TASK INSTRUCTIONS >> Give back everything from the line containing "the form [90,134]." down to the end of the records, word for word.

SUPPLIED MATERIAL >>
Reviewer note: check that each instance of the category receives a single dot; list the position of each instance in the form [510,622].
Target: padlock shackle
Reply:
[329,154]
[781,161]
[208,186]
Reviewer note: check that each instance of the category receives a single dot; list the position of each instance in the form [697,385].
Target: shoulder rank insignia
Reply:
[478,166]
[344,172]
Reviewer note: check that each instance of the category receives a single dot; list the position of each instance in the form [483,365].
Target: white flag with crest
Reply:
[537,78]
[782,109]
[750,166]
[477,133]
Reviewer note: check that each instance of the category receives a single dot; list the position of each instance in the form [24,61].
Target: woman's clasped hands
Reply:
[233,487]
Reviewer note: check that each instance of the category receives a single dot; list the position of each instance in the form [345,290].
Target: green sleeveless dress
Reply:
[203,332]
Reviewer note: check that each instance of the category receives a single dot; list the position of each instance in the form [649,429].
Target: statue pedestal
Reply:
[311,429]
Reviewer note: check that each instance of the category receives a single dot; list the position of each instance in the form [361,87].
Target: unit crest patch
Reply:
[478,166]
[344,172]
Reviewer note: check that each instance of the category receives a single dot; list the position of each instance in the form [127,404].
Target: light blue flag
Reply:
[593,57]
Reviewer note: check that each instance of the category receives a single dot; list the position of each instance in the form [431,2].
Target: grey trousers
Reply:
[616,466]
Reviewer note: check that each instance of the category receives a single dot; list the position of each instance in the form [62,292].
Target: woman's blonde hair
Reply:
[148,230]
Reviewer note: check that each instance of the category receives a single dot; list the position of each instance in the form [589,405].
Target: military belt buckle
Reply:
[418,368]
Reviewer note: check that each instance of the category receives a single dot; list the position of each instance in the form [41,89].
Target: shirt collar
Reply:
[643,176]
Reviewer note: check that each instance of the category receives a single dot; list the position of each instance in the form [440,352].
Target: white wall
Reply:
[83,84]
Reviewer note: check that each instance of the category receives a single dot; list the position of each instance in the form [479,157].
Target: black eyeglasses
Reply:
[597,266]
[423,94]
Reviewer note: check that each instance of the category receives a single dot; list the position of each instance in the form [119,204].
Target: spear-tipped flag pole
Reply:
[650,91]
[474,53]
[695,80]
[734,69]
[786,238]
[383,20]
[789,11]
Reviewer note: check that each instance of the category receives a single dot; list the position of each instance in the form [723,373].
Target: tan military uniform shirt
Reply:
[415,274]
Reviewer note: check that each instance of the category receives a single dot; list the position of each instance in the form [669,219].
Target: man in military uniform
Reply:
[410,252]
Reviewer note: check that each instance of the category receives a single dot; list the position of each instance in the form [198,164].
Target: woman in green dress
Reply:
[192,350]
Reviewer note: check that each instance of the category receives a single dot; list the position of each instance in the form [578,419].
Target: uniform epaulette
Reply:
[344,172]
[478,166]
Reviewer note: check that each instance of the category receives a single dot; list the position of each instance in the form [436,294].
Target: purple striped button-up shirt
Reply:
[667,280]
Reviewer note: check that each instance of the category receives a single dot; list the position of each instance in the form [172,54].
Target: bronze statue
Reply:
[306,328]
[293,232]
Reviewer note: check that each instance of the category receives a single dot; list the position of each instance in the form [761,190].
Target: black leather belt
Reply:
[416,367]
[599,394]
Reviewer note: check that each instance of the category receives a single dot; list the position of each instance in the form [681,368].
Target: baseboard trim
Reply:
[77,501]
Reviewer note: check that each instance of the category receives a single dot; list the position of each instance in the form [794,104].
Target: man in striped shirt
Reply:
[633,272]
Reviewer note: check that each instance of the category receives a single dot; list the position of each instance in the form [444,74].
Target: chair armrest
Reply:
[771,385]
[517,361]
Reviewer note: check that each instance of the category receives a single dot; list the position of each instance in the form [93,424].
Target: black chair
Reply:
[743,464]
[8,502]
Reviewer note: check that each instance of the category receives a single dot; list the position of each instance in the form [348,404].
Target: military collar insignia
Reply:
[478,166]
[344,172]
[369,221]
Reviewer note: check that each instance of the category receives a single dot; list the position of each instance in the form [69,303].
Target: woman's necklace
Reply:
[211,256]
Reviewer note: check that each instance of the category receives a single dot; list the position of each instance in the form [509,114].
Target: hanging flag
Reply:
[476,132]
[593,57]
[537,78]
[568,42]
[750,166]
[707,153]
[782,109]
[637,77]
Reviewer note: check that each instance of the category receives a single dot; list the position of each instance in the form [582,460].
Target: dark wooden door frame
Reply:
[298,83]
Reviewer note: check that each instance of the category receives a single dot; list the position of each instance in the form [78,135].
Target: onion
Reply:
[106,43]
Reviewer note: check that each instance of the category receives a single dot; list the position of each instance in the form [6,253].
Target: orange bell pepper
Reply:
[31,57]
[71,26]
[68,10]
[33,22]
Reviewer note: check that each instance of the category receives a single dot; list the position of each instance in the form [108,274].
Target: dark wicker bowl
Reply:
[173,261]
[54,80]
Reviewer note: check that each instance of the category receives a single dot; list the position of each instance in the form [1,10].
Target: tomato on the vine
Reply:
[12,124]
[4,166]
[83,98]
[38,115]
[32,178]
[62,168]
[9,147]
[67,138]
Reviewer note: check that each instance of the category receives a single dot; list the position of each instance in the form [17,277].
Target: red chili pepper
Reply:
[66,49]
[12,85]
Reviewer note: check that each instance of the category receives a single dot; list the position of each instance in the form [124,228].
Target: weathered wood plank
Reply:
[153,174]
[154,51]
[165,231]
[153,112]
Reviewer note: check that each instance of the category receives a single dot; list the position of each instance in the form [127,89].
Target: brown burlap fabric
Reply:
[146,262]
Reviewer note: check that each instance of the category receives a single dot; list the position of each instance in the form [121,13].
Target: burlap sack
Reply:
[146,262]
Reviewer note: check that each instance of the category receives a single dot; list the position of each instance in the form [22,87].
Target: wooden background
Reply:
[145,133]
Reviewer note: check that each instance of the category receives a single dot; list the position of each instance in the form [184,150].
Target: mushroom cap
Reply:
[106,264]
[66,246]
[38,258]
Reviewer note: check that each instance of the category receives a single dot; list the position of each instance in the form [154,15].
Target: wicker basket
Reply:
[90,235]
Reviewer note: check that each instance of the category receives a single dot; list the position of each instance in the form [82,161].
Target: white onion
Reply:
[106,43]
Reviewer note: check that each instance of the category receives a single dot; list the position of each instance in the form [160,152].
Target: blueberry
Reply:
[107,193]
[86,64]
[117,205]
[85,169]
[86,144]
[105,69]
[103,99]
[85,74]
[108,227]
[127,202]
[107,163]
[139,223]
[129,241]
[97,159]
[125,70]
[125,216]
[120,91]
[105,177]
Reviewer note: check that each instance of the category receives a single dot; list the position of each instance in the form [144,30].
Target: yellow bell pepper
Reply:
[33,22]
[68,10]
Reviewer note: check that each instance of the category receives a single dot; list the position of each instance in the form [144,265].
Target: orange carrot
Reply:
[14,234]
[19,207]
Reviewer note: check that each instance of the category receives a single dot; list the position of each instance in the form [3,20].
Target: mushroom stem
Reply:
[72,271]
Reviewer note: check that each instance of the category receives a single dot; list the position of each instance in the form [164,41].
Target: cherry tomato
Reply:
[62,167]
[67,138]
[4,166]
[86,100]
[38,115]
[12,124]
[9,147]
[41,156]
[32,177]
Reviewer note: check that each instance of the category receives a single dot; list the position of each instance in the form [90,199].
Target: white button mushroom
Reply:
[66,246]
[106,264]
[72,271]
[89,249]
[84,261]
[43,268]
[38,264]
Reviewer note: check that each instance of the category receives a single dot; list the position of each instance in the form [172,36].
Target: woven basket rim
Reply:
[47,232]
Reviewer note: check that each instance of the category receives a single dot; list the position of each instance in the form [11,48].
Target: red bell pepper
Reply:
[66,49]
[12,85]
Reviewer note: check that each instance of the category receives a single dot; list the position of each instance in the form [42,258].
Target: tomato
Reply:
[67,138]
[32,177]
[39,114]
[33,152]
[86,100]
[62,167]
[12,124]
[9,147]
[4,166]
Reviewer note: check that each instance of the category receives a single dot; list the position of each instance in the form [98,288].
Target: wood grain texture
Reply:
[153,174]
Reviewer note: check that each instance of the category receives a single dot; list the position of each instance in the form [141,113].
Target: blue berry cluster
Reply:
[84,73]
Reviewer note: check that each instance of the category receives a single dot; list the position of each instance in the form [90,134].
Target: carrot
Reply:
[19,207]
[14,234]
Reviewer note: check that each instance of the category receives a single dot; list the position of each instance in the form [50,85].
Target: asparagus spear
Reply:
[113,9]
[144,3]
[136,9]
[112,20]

WRITTEN SOLUTION >>
Reviewer note: check that each instance of the category receives a single dot; list the position of each instance in the form [90,134].
Target: carrot
Reply:
[19,207]
[14,234]
Reviewer note: check that each instance of the category receives a single dot; list the position of each instance in the form [50,85].
Target: asparagus spear
Reply:
[113,9]
[144,3]
[136,9]
[112,20]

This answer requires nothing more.